--- START Dataset content ---

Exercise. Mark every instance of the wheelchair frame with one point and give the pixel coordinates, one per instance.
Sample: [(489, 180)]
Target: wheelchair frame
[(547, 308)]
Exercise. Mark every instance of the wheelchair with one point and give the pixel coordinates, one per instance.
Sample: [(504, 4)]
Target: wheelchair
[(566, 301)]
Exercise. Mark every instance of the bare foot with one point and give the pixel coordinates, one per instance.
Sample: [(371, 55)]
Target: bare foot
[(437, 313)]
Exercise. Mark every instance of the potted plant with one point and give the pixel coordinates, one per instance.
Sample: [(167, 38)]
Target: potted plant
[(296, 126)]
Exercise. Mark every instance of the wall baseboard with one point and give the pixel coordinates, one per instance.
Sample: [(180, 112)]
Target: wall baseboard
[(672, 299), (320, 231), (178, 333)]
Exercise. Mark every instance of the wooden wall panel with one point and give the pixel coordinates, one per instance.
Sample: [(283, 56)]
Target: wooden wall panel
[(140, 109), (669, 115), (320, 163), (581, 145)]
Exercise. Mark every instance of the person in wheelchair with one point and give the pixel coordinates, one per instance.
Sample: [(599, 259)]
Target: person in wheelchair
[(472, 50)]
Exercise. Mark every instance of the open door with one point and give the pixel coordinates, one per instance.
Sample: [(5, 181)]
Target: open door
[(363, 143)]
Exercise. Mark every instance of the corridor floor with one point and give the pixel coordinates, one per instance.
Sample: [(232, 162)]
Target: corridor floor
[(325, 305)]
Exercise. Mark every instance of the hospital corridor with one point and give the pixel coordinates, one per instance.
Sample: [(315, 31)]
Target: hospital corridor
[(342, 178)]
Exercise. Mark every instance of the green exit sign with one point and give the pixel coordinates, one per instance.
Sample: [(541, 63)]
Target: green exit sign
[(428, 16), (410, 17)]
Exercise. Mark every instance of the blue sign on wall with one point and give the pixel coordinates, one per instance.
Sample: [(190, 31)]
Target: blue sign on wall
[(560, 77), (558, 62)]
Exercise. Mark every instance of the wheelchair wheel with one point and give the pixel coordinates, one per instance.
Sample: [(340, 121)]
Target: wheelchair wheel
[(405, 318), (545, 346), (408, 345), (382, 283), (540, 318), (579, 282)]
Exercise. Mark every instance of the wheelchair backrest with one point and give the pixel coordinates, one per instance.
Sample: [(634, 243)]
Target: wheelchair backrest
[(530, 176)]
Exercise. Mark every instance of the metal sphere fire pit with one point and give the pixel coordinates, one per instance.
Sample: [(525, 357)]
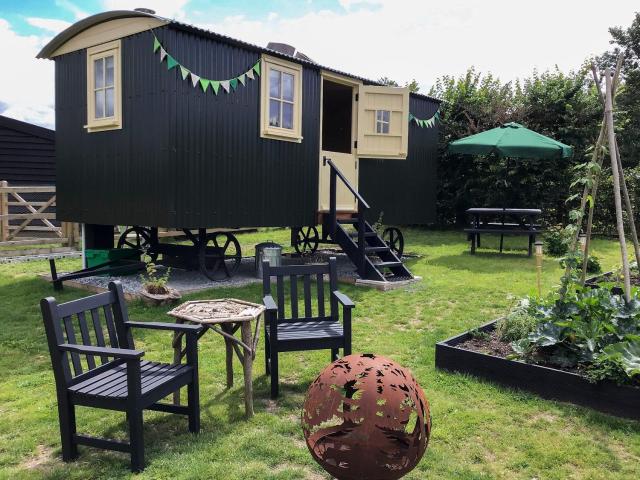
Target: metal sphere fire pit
[(365, 416)]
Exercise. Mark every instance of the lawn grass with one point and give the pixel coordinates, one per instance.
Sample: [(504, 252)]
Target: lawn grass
[(480, 430)]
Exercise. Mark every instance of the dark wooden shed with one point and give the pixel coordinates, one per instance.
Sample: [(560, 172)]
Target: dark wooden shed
[(27, 153), (147, 137)]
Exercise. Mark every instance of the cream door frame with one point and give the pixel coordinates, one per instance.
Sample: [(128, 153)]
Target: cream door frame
[(347, 162)]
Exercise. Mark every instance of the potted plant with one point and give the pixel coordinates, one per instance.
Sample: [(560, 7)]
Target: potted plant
[(154, 289)]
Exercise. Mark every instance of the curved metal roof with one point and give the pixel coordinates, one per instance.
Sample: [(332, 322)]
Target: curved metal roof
[(89, 22), (82, 25)]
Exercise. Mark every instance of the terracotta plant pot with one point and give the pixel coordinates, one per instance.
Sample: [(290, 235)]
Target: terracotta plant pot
[(156, 299)]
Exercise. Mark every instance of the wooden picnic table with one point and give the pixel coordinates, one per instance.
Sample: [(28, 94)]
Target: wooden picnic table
[(503, 221), (225, 316)]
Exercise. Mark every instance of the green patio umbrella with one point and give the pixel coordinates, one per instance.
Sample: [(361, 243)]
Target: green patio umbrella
[(511, 140)]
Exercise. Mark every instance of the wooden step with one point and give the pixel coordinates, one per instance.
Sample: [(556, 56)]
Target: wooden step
[(366, 234), (376, 249), (387, 264)]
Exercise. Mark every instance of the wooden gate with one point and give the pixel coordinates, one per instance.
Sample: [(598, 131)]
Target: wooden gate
[(27, 217)]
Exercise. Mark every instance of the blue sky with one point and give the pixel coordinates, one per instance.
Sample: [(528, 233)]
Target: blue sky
[(401, 39)]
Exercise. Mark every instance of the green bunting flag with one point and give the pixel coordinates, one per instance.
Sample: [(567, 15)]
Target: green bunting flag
[(228, 85), (425, 123), (171, 62)]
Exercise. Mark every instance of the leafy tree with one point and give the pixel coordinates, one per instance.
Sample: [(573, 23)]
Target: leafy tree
[(563, 106), (627, 41)]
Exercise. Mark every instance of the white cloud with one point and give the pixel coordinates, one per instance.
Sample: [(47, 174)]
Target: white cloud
[(48, 24), (26, 89), (165, 8), (78, 12), (349, 4), (424, 39)]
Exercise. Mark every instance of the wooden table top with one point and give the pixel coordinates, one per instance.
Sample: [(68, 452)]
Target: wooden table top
[(222, 310), (514, 211)]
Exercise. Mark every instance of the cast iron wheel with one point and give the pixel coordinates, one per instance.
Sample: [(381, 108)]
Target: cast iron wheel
[(220, 256), (141, 240), (307, 240), (392, 236)]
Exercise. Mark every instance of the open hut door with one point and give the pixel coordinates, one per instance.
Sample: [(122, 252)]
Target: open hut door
[(339, 117), (383, 122)]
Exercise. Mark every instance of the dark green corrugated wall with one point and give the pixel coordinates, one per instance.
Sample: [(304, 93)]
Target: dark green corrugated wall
[(183, 158), (405, 190)]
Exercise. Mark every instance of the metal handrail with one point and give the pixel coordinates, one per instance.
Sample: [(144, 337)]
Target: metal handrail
[(362, 207), (346, 182)]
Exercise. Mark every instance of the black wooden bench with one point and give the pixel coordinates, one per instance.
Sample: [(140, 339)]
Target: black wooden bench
[(289, 329), (90, 373), (503, 222)]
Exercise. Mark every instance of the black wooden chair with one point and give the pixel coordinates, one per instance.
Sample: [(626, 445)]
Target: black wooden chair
[(90, 373), (307, 331)]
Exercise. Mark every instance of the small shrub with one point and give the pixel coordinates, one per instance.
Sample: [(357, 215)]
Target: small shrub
[(478, 334), (604, 368), (516, 325), (153, 282), (556, 243), (593, 263)]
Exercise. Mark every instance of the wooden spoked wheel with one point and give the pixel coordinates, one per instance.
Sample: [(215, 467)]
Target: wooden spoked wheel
[(220, 256), (140, 239), (394, 239), (307, 240)]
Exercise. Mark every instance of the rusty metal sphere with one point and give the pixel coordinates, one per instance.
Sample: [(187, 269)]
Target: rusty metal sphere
[(366, 417)]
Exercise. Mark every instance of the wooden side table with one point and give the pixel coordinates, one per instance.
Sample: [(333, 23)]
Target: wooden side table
[(225, 316)]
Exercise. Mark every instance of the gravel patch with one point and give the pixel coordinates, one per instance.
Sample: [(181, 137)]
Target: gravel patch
[(42, 256), (192, 280)]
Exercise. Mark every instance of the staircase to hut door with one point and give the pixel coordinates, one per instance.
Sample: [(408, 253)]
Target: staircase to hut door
[(338, 140), (356, 236)]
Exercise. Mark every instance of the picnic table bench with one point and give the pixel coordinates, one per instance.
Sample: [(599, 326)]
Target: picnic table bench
[(503, 221)]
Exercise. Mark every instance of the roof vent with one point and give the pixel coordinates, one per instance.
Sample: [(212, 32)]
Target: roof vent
[(145, 10), (282, 48), (288, 50)]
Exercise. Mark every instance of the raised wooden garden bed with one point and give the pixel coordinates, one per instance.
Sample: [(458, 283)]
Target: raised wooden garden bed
[(549, 383)]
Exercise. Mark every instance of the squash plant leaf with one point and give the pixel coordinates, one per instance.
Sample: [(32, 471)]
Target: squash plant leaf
[(627, 354)]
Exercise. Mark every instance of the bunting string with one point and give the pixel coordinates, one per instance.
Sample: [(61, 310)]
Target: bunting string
[(425, 123), (228, 85)]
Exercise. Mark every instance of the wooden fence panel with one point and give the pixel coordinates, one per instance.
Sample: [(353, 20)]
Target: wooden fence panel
[(24, 221)]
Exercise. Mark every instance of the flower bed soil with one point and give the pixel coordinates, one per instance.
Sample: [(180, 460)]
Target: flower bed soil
[(486, 358)]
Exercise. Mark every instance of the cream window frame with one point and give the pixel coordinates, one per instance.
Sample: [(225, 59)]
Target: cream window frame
[(294, 134), (113, 122), (381, 123)]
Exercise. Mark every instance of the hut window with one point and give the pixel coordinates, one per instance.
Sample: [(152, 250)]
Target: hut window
[(382, 121), (104, 109), (281, 100)]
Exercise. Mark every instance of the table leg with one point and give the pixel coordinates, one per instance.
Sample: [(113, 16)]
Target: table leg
[(229, 348), (247, 366), (177, 350)]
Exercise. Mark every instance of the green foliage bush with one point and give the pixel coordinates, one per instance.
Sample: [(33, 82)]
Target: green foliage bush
[(593, 263), (564, 106), (517, 324), (556, 242), (588, 329)]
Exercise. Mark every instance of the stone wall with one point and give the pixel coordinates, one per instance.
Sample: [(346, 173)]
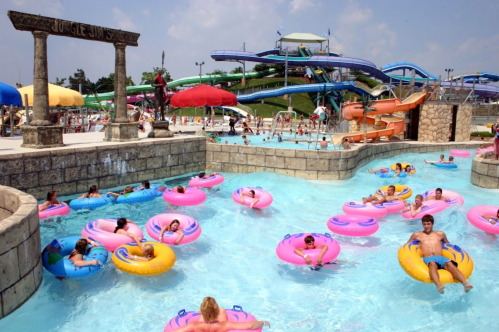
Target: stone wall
[(312, 164), (74, 170), (434, 122), (485, 172), (20, 249), (463, 123)]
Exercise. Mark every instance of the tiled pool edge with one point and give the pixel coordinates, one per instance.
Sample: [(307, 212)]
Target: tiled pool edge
[(485, 172), (313, 164), (20, 249)]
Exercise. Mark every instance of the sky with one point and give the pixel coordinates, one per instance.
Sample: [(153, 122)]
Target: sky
[(435, 35)]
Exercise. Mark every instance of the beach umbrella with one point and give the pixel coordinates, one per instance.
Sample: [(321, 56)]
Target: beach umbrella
[(203, 95), (9, 95), (58, 96)]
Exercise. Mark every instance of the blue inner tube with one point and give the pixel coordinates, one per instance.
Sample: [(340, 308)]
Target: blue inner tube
[(53, 258), (89, 203), (140, 196), (445, 165)]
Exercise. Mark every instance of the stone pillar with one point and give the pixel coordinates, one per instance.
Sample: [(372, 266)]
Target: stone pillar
[(463, 123), (120, 130), (41, 115), (434, 125), (41, 133), (120, 84)]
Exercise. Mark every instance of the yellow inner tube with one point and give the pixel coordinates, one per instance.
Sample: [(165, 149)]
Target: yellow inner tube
[(410, 258), (400, 190), (404, 165), (164, 259)]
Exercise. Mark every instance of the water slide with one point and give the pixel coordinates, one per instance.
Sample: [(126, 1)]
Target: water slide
[(481, 90), (392, 124), (180, 82)]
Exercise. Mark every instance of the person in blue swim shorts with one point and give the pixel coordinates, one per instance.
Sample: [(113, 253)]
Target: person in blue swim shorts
[(431, 247)]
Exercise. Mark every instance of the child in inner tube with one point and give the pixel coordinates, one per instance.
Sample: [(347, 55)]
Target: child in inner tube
[(51, 201), (250, 194), (493, 220), (79, 251), (173, 227), (309, 245)]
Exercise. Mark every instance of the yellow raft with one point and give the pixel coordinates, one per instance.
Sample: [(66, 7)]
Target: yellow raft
[(410, 258), (404, 165), (164, 259), (400, 190)]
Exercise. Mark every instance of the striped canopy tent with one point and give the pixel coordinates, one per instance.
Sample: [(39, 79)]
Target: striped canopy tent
[(9, 95), (58, 96)]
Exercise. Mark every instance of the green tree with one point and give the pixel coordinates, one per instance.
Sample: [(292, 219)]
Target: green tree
[(149, 76), (60, 81), (237, 70), (79, 78)]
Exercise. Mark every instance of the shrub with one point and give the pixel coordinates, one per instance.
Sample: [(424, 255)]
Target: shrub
[(482, 134)]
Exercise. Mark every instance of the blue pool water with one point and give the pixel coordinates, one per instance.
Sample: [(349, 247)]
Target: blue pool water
[(289, 141), (234, 261)]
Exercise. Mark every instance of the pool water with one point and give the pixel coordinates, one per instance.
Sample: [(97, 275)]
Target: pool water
[(234, 261), (289, 141)]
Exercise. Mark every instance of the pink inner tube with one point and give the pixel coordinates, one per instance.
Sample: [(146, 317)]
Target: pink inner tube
[(285, 248), (206, 183), (353, 225), (265, 198), (460, 153), (102, 230), (236, 314), (192, 196), (188, 225), (60, 210), (374, 211), (475, 217), (452, 196), (429, 207), (394, 206)]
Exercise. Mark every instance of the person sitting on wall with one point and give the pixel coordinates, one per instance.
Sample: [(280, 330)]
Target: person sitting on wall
[(51, 201)]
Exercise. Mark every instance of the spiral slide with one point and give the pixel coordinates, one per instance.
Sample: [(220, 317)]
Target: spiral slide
[(392, 124)]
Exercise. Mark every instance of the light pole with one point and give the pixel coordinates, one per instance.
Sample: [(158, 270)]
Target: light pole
[(448, 72), (200, 69)]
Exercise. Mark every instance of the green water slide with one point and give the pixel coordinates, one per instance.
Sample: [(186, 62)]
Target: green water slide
[(183, 81)]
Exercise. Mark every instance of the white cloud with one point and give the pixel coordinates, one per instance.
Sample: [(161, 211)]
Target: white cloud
[(123, 21), (296, 6)]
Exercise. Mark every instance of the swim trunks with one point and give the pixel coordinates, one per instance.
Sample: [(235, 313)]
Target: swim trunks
[(440, 260)]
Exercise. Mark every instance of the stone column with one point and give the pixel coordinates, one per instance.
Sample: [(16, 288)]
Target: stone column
[(120, 84), (41, 115)]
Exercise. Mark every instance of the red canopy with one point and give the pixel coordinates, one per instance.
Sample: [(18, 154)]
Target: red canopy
[(203, 95)]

--- END Dataset content ---

● **Your instructions**: Reproduce the data above, starting at its first line and stopping after the line that contains "[(325, 305)]". Substitute "Object" for "Target" throughout, and leave everything else unchanged.

● **Correct result**:
Exercise. Mark every instance of the wheelchair frame with one point and give the pixel coordinates, one per instance.
Sample: [(489, 180)]
Object: wheelchair frame
[(547, 308)]
Exercise. Mark every instance of the wheelchair with one point and give the pixel coordinates, one per instance.
Sample: [(504, 4)]
Object: wheelchair
[(566, 301)]
Exercise. Mark every instance of the bare foot with one point and give the pixel coordinates, one per instance.
Sample: [(371, 55)]
Object: bare foot
[(437, 313)]
Exercise. Mark every instance of the potted plant with one point and give the pixel coordinates, one per instance.
Sample: [(167, 38)]
Object: potted plant
[(296, 126)]
Exercise. Mark every instance of the wall baseboard with one point and give the pixel coordinates, one per instance.
Sample: [(180, 112)]
Object: wall baseboard
[(672, 299), (320, 231), (178, 333)]
Exercise. Mark every instance of the wooden wall panel with one point and give the pixel coordinates, one per instance.
Sample: [(283, 56)]
Object: wooden wall panel
[(140, 109), (669, 115), (320, 163), (581, 145)]
Exercise. Mark every instance of the person in wheelchair with one point and give the pixel coordinates, one per instance.
Sample: [(599, 259)]
Object: person in wheelchair
[(472, 50)]
Exercise. Mark every instance of the open door with one point and give the pixel coordinates, one per instance.
Sample: [(5, 181)]
Object: open door
[(363, 143)]
Exercise. Mark every instance of the corridor floor with one point and give the pixel coordinates, one per instance.
Sample: [(232, 162)]
Object: corridor floor
[(325, 305)]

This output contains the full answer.